╭─ PROVIDED PASSAGE

# Alternative for frosted glass?



## kwikfishron (Mar 11, 2010)

firsttimeremode said:


> Nobody in my area carries frosted glass


That's strange, have you called a local glass/glazing shop? If they don't have it they can certainly get it in short order.

Frosted Glass is also known as Obscure Glass.


----------



## joecaption (Nov 30, 2011)

Post a picture.
It's going to be a real pain to even try and transport and handle piece that narrow with out breaking it.
I think I'd go with tempered glass or Lexan and just use some stick on frosting. It comes in rolls.


----------



## firsttimeremode (Jul 19, 2012)

Kwikfishron: I called every glass shop in every town i have a phone book for. Nobody carries it and for them to order it would be way outrageous prices. i ordered normal glass to fix the other windows and paid 121, for the frosted it would cost 136 plus freight and tax, final cost over 200.

Joecaption: i intended to use tempered glass but somehow it is even more expensive than the frosted because they also have to order it. i just dont have that much. I know it will be a pain to handle a thin piece like that, so im looking for any other option i can use to fill these holes against the rain.

╰─
╭─ DATASET RECORDS

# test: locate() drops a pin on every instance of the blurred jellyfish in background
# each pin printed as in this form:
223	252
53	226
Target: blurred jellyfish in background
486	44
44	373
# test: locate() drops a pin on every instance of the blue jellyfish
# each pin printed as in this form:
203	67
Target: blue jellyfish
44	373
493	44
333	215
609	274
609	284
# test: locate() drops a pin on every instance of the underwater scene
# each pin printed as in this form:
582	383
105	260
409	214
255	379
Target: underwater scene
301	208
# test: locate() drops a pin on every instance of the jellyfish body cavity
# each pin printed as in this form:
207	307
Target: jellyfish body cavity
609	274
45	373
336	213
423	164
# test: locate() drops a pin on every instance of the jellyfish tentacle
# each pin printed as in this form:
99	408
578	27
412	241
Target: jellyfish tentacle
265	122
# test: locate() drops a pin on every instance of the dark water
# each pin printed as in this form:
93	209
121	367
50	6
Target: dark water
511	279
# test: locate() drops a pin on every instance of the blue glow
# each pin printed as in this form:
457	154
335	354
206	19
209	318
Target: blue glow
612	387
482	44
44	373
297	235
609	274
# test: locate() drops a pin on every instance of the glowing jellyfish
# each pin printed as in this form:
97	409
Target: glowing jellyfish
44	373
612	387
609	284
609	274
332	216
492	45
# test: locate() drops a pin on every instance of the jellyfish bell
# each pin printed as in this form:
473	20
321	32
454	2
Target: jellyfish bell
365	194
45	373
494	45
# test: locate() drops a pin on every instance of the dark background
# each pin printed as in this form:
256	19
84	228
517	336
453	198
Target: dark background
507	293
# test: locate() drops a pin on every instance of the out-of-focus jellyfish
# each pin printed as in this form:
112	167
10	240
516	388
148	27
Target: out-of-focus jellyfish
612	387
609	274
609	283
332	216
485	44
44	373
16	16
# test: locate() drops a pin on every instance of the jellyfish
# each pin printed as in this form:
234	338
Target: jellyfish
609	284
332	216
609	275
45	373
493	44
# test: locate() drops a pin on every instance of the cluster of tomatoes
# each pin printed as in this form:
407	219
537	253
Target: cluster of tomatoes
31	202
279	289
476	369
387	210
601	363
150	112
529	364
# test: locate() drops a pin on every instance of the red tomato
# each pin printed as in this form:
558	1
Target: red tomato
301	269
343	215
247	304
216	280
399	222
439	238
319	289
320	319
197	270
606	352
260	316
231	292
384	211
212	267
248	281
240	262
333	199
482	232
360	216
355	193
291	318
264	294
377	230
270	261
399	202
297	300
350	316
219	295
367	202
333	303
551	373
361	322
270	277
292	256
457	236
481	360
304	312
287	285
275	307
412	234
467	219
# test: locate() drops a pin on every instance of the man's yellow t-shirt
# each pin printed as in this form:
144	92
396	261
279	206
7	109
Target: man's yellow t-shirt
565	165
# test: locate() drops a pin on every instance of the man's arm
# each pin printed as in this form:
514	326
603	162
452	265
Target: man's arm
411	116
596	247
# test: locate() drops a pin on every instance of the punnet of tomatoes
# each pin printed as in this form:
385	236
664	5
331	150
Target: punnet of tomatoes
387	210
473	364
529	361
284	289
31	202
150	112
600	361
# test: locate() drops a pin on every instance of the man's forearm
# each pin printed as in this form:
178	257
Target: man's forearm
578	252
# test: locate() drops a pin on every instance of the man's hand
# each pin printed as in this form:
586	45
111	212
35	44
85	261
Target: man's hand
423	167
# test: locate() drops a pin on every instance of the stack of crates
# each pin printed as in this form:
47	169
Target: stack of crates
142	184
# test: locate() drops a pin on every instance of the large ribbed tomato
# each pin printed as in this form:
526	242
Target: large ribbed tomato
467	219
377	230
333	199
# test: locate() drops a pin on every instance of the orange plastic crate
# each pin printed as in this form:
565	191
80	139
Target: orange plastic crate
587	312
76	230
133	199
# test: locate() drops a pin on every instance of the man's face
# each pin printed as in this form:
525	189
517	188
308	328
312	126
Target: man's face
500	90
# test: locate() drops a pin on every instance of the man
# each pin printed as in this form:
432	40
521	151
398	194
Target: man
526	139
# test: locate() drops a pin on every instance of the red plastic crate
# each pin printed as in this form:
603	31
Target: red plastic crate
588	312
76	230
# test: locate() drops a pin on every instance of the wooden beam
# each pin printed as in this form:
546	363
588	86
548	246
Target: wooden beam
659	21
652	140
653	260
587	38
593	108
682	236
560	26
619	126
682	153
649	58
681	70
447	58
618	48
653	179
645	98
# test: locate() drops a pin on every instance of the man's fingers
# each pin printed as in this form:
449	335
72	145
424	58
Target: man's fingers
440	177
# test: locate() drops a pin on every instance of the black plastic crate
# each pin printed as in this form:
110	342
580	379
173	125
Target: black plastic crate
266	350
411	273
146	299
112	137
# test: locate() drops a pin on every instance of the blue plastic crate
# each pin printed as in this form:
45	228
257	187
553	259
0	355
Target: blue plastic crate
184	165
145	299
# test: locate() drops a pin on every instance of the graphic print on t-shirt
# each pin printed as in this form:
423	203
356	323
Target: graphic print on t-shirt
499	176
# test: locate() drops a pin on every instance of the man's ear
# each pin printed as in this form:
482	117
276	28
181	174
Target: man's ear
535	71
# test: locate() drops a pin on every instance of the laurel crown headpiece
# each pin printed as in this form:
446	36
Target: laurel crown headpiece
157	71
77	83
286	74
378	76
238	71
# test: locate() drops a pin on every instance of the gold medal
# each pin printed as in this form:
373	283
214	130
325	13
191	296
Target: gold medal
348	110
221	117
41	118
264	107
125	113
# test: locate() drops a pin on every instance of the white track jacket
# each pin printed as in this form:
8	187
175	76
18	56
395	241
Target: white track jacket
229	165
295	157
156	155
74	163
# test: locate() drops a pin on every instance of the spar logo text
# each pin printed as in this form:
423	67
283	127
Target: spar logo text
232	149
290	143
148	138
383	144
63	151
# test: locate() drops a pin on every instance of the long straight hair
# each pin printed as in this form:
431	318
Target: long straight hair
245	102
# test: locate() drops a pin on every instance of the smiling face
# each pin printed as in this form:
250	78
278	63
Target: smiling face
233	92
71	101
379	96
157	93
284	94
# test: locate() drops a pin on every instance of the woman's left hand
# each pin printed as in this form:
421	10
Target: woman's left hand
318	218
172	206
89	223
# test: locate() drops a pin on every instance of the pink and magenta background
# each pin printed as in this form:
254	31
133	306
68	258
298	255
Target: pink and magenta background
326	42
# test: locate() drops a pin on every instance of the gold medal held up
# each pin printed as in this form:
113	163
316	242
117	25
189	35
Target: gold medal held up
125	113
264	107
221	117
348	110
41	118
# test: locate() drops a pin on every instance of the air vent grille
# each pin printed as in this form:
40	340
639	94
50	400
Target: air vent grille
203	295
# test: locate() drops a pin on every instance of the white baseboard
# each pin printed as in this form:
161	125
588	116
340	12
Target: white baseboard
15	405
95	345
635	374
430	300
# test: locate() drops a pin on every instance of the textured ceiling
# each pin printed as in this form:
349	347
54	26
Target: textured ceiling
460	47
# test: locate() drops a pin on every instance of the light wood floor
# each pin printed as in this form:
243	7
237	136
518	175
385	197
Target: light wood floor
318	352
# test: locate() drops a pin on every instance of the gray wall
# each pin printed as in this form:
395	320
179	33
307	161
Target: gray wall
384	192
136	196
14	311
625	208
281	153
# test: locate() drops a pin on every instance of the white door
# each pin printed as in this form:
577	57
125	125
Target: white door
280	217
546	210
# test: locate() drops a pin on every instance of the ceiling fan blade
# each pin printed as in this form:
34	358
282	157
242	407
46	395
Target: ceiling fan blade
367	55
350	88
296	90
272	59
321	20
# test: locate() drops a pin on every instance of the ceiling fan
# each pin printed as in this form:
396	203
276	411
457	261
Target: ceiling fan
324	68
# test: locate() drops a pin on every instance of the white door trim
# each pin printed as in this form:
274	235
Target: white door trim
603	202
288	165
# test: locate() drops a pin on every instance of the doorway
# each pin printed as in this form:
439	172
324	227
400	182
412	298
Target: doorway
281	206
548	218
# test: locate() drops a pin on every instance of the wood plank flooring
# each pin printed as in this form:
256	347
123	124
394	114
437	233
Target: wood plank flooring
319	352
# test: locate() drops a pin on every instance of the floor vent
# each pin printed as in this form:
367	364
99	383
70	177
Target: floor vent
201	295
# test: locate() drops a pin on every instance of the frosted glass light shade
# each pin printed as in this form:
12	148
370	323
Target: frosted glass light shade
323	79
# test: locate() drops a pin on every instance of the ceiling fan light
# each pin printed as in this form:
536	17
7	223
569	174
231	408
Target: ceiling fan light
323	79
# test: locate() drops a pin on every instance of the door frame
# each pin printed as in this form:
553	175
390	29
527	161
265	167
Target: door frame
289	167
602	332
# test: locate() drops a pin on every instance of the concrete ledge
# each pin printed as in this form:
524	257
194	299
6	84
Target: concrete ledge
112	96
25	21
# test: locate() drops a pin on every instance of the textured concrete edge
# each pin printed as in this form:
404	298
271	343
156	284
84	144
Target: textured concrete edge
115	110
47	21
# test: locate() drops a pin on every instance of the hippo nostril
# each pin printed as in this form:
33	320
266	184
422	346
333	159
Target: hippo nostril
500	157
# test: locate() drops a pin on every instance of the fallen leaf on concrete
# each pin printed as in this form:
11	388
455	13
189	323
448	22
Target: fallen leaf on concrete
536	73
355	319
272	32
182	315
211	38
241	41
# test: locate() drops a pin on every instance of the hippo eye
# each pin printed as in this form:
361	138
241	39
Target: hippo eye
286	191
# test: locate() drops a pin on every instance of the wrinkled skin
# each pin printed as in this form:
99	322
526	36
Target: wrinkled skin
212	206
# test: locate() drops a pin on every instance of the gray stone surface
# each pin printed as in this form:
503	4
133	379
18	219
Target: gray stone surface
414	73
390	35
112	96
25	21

╰─

(TO-DO LIST):
1 - Copy everything in the forum thread from "Frosted Glass is" down to "comes in rolls.".
2 - Repeat everything in the entries from the line containing "the door frame" down to the final line of the entries.
The forum thread and the entries have no connection to each other.

(ANSWERS):
1 -
Frosted Glass is also known as Obscure Glass.


----------



## joecaption (Nov 30, 2011)

Post a picture.
It's going to be a real pain to even try and transport and handle piece that narrow with out breaking it.
I think I'd go with tempered glass or Lexan and just use some stick on frosting. It comes in rolls.

2 -
# test: locate() drops a pin on every instance of the door frame
# each pin printed as in this form:
553	175
390	29
527	161
265	167
Target: door frame
289	167
602	332
# test: locate() drops a pin on every instance of the concrete ledge
# each pin printed as in this form:
524	257
194	299
6	84
Target: concrete ledge
112	96
25	21
# test: locate() drops a pin on every instance of the textured concrete edge
# each pin printed as in this form:
404	298
271	343
156	284
84	144
Target: textured concrete edge
115	110
47	21
# test: locate() drops a pin on every instance of the hippo nostril
# each pin printed as in this form:
33	320
266	184
422	346
333	159
Target: hippo nostril
500	157
# test: locate() drops a pin on every instance of the fallen leaf on concrete
# each pin printed as in this form:
11	388
455	13
189	323
448	22
Target: fallen leaf on concrete
536	73
355	319
272	32
182	315
211	38
241	41
# test: locate() drops a pin on every instance of the hippo eye
# each pin printed as in this form:
361	138
241	39
Target: hippo eye
286	191
# test: locate() drops a pin on every instance of the wrinkled skin
# each pin printed as in this form:
99	322
526	36
Target: wrinkled skin
212	206
# test: locate() drops a pin on every instance of the gray stone surface
# each pin printed as in this form:
503	4
133	379
18	219
Target: gray stone surface
414	73
390	35
112	96
25	21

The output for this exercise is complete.